● **TASK TO COMPLETE**
Return, unchanged, every line starting at the one with "Target: gray wing feather" and running through the last line of the material below, with nothing else added.

● **SUPPLIED RECORDS**
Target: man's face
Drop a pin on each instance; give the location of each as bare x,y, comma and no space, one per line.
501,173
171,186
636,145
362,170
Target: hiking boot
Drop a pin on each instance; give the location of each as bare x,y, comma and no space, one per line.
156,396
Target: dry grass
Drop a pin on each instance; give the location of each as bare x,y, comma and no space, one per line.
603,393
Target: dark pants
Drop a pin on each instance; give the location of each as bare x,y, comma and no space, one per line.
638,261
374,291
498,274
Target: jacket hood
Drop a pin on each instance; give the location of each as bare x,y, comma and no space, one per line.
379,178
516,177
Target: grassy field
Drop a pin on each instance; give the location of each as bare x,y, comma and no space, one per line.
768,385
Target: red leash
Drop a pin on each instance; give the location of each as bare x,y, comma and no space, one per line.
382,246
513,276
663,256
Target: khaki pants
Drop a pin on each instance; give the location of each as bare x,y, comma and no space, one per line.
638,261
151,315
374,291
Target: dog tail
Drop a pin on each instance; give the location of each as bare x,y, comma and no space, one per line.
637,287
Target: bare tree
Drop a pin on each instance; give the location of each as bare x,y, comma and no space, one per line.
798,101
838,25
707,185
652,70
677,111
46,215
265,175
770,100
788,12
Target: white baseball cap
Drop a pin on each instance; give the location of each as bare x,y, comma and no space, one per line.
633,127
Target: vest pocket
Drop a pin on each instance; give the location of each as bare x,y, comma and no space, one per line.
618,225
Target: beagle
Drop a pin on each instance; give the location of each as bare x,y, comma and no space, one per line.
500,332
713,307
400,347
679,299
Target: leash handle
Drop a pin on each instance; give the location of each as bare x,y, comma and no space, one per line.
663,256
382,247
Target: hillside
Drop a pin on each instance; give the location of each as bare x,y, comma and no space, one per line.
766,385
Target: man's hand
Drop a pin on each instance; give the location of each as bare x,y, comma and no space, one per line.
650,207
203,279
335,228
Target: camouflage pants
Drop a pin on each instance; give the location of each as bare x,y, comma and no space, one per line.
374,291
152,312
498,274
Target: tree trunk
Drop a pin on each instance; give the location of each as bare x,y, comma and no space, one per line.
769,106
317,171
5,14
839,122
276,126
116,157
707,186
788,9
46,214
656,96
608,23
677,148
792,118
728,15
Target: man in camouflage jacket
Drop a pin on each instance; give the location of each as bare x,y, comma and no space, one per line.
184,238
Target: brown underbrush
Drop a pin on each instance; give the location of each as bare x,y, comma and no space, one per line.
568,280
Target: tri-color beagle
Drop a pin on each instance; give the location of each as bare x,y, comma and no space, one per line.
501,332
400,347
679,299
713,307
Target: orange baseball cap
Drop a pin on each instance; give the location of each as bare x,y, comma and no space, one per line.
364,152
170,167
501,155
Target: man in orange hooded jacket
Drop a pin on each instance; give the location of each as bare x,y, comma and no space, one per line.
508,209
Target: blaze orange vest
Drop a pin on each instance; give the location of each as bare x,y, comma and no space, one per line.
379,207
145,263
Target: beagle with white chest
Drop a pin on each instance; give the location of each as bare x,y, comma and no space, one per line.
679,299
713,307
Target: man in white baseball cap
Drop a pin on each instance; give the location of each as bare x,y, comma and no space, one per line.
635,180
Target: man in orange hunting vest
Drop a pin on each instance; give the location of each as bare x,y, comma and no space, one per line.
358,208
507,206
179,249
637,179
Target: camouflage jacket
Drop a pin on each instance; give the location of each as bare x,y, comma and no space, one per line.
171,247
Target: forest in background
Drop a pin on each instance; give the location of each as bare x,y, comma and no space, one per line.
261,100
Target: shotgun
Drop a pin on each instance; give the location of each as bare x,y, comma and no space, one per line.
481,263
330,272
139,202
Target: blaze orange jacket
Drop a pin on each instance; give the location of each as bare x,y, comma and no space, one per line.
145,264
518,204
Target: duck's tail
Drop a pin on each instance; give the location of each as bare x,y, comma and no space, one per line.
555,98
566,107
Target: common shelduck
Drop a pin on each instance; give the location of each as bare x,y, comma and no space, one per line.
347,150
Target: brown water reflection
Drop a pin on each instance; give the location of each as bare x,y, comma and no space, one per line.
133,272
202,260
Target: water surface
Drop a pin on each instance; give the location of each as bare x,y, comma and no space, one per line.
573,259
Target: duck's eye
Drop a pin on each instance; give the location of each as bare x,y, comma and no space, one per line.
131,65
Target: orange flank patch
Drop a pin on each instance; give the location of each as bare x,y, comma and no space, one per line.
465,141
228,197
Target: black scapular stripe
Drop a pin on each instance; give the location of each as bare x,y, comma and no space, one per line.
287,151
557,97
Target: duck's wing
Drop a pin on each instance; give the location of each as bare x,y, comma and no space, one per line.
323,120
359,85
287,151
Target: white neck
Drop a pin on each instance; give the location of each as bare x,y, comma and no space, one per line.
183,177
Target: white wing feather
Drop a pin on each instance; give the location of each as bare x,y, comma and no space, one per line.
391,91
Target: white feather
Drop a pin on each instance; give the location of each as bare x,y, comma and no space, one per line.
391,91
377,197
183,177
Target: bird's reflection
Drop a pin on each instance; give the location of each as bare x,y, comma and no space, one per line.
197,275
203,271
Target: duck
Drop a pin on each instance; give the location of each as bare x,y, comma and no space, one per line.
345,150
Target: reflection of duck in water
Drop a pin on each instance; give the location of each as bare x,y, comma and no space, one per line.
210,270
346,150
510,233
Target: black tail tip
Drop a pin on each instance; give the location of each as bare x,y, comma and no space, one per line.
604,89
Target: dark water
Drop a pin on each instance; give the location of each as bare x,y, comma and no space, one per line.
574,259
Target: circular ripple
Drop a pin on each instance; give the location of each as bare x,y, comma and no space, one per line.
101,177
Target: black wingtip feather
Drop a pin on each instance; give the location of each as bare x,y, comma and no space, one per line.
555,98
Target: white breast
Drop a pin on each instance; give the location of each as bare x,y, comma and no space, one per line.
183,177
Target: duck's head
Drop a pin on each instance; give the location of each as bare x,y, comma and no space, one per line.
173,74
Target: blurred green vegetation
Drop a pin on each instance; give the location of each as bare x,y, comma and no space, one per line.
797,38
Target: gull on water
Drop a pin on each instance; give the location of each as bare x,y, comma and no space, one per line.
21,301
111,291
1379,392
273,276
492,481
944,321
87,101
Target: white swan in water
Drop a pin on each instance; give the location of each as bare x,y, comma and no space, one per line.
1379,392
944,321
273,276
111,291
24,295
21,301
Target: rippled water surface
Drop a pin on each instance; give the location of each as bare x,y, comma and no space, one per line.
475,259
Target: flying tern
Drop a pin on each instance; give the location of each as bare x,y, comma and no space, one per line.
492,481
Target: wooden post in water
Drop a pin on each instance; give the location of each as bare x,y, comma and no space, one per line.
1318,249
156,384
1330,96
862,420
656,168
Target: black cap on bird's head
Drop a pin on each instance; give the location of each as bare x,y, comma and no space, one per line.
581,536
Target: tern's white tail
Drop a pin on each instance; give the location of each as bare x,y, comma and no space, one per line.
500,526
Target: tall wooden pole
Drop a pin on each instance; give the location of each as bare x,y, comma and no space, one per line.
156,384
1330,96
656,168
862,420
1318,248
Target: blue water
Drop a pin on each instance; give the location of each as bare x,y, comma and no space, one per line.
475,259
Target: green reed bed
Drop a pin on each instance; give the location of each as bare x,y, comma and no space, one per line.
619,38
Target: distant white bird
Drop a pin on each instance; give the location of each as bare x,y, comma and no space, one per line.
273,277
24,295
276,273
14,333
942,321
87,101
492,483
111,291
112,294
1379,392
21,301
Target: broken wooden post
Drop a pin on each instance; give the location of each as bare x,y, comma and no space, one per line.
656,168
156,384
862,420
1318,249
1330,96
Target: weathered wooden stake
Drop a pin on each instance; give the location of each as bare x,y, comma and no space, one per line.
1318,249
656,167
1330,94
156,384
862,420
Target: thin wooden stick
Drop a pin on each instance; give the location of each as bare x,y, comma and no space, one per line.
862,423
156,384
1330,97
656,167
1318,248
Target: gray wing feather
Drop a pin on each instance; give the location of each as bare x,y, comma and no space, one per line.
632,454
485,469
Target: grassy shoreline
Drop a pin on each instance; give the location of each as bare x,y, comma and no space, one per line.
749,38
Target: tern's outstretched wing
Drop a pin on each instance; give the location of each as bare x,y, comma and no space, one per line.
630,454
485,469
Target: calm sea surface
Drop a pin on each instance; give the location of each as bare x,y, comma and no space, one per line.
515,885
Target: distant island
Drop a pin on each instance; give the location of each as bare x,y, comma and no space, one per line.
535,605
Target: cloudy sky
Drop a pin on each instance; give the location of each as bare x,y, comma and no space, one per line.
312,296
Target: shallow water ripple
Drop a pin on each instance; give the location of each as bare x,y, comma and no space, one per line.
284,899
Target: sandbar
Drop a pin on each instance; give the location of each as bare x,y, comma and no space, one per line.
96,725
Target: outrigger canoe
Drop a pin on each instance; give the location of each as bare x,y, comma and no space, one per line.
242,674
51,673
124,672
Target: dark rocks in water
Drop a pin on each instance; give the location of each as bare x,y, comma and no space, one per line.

● **OUTPUT OF THE TASK**
Target: gray wing feather
Drop a pin on each instance; give the location of each as bare x,y, comma and no space, one per line.
632,454
485,469
Target: grassy shoreline
Drop a pin on each instance; give the location of each as bare x,y, comma and no space, one per line.
749,38
Target: tern's outstretched wing
Drop a pin on each instance; give the location of each as bare x,y, comma and no space, one per line.
630,454
485,469
Target: calm sea surface
Drop a pin on each instance; give the location of each as bare x,y, comma and no space, one per line.
515,885
Target: distant island
Drop a pin on each instance; give the location of each as bare x,y, comma and no space, one per line.
535,605
Target: cloudy sky
Drop a pin on each instance; give the location of each as bare x,y, comma and no space, one per line.
312,296
Target: shallow water ripple
Drop a pin on each instance; give the location of each as bare x,y, comma and no space, one per line.
284,899
Target: sandbar
Drop a pin on each instance; give the location of each as bare x,y, comma and no space, one per line.
96,725
Target: outrigger canoe
Drop a pin on each instance; give the location of each as bare x,y, comma and no space, one per line.
242,674
51,673
124,672
Target: dark rocks in water
Drop a pin on each instance; give the location of each as bare x,y, comma and no space, one per line.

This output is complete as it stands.